Extract provided Start Marker

I have to ask: shouldn't industrial life stop anyway? I often read posts here and elsewhere (Richard Heinberg, Jessica Wildfire, Craig Tindale, Jem Bendell, Nate Hagens) that have an underlying implication that we should try to handle the economy differently so that modern life can continue.
But no matter how you slice it, our global economy is tearing the Web of Life apart . . . and collectively we're completely and thoroughly unable to stop this global monster from doing so, no matter *what* those of us who see what ought to be done think, feel, or want.
So, in a weird, frightening, and tragic way, isn't what the US & Israel are doing in the Middle East hurrying a process that is going to happen anyway (and *needs* to to happen, I'm guessing, from the standpoint of the living biosphere)? In his post that you quote, "Systemic Risk: A 12-Order Cascading Analysis of a Zero-Flow Strait of Hormuz Closure," Tindale says with regards to this war: "The whole world will be compelled to support efforts to bring this situation under control immediately." But Good God, to what end?!? So that we can drag out this modern industrial ecocide a bit longer and more comfortably?
And I ask this with grief and dread (Jem Bendell has a strangely helpful piece called "Don't forget the Dread," by the way). It's deeply, deeply disorienting -- what a small word to try to describe this horror! As a family man I'm not happy (okay, *terrified* . . . how am I going to take care of my loved ones?) with what is happening and going to happen -- but my guess is that from the standpoint of the rest of non-human life, this collapse can't happen soon enough.
I just wish we collectively had the wherewithal to execute something like Richard Heinberg's energy descent protocol and at least have a controlled descent, rather than an uncontrolled crash. But I don't see how the larger forces at play will ever allow that to happen.
Deep sigh . . . prayers to all.
Thanks, Honest Sorcerer. I guess we’re done as a species. Nothing to do but heap scorn on any hopers, sit around the campfire with a bottle of bourbon, and be right about the end of everything human.
I could list all the planetary evolutionary bottlenecks and crises-for-us, that our species has navigated in the last 300,000 or so years, during which the planet itself gyrated wildly in climate and geography, to arrive here - but I’ve learned the futility of marshaling evidence against faulty premises.

Extract provided End Marker
Given records Start Marker

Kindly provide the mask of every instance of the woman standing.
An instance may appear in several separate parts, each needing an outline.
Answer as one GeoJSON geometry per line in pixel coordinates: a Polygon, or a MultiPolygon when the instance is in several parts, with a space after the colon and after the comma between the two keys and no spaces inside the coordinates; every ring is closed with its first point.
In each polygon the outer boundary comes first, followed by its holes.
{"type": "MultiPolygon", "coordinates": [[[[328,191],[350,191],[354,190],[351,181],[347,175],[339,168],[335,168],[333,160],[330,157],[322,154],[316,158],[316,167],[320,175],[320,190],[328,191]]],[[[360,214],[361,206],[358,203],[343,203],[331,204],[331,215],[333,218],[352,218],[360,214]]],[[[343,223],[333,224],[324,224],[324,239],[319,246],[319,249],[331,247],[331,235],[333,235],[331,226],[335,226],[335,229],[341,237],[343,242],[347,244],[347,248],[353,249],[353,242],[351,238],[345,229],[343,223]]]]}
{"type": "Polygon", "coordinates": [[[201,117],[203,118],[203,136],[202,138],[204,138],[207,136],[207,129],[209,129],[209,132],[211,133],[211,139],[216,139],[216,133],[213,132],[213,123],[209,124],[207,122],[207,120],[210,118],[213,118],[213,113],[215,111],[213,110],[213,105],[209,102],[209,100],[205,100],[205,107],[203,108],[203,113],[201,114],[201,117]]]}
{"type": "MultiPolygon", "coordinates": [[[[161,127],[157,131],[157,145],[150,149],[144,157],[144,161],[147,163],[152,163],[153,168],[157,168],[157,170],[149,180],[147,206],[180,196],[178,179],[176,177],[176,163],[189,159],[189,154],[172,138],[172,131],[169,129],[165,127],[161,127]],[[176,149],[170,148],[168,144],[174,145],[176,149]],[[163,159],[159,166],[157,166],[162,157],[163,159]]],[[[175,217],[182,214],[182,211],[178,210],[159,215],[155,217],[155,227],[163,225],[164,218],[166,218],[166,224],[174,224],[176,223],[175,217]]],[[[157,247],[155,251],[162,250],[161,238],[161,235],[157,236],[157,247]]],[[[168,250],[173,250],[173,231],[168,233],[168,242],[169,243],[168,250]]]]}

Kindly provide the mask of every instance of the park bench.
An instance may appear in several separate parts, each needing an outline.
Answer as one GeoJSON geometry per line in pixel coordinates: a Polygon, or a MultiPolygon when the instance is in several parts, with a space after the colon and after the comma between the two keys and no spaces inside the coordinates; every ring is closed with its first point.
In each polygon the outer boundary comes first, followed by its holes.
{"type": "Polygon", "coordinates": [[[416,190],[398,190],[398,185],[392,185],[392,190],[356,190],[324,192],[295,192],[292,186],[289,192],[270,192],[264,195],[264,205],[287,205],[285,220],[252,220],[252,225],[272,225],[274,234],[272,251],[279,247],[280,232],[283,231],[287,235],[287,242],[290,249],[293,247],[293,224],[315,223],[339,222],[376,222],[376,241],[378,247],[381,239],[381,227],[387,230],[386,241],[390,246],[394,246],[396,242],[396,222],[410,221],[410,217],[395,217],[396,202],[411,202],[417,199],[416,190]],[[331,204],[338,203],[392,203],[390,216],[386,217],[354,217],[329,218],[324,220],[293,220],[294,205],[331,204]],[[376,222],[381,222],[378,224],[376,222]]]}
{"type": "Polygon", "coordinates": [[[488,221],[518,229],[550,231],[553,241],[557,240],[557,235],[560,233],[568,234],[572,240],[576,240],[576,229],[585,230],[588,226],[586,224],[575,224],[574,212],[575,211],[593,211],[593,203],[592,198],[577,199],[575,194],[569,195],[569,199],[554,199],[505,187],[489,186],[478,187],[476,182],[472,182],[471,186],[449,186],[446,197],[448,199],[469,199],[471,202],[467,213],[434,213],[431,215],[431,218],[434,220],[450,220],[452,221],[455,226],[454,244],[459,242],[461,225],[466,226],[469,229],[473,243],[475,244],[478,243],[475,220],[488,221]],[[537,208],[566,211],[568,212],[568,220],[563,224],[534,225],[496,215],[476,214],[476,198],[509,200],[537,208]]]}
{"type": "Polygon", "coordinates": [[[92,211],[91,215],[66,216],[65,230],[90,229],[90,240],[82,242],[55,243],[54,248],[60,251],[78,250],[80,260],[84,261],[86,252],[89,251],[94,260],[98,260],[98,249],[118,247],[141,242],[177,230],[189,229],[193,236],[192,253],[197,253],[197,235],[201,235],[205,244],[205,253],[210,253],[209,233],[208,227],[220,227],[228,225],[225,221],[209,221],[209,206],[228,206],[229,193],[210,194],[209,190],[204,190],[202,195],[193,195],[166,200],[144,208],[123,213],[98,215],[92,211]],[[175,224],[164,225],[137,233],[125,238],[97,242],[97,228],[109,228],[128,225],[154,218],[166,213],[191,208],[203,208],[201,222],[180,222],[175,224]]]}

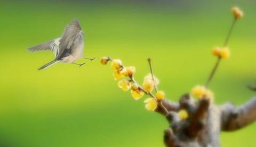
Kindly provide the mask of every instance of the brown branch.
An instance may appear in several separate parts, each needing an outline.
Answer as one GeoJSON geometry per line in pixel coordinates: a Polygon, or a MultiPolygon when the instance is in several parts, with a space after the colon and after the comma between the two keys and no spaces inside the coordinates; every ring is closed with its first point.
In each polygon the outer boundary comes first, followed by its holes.
{"type": "Polygon", "coordinates": [[[222,107],[222,130],[235,130],[245,127],[256,120],[256,97],[244,105],[235,107],[228,103],[222,107]]]}
{"type": "Polygon", "coordinates": [[[153,67],[152,66],[152,63],[151,62],[151,59],[150,58],[148,59],[148,64],[149,64],[149,68],[150,68],[151,76],[152,76],[152,80],[153,80],[153,82],[154,82],[154,87],[155,87],[155,90],[156,91],[156,92],[157,92],[158,91],[157,86],[155,81],[155,78],[154,78],[154,73],[153,73],[153,67]]]}
{"type": "Polygon", "coordinates": [[[189,136],[195,137],[205,125],[206,115],[210,105],[210,99],[203,98],[199,102],[197,110],[189,117],[189,125],[187,130],[189,136]]]}
{"type": "Polygon", "coordinates": [[[165,145],[168,147],[183,147],[185,146],[173,134],[170,128],[164,131],[164,141],[165,145]]]}
{"type": "MultiPolygon", "coordinates": [[[[225,42],[224,43],[224,45],[223,46],[227,46],[228,44],[228,41],[229,40],[229,38],[230,38],[230,35],[232,33],[232,31],[234,29],[234,27],[235,26],[235,24],[236,23],[236,20],[237,19],[236,18],[234,18],[234,20],[232,22],[232,24],[231,25],[230,29],[229,29],[229,31],[228,31],[228,35],[227,36],[227,37],[226,38],[225,42]]],[[[214,75],[215,73],[216,72],[216,71],[218,69],[218,67],[219,67],[219,65],[220,64],[220,61],[221,60],[221,58],[220,56],[219,56],[217,60],[217,61],[214,64],[214,66],[213,67],[213,69],[212,69],[212,71],[211,72],[211,74],[210,74],[209,77],[208,78],[206,83],[205,83],[205,87],[207,87],[210,84],[210,83],[212,79],[212,78],[213,77],[213,76],[214,75]]]]}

Given records End Marker

§ Exercise tasks
(1) In the comment thread, what does the writer wish could be executed to allow a controlled descent?
(2) Revise the stretch of the comment thread from "I just wish" through "prayers to all.", replacing "wherewithal" with "capacity".
The data come from a source separate from the comment thread.

§ Responses by item number
(1) Richard Heinberg's energy descent protocol.

(2)
I just wish we collectively had the capacity to execute something like Richard Heinberg's energy descent protocol and at least have a controlled descent, rather than an uncontrolled crash. But I don't see how the larger forces at play will ever allow that to happen.
Deep sigh . . . prayers to all.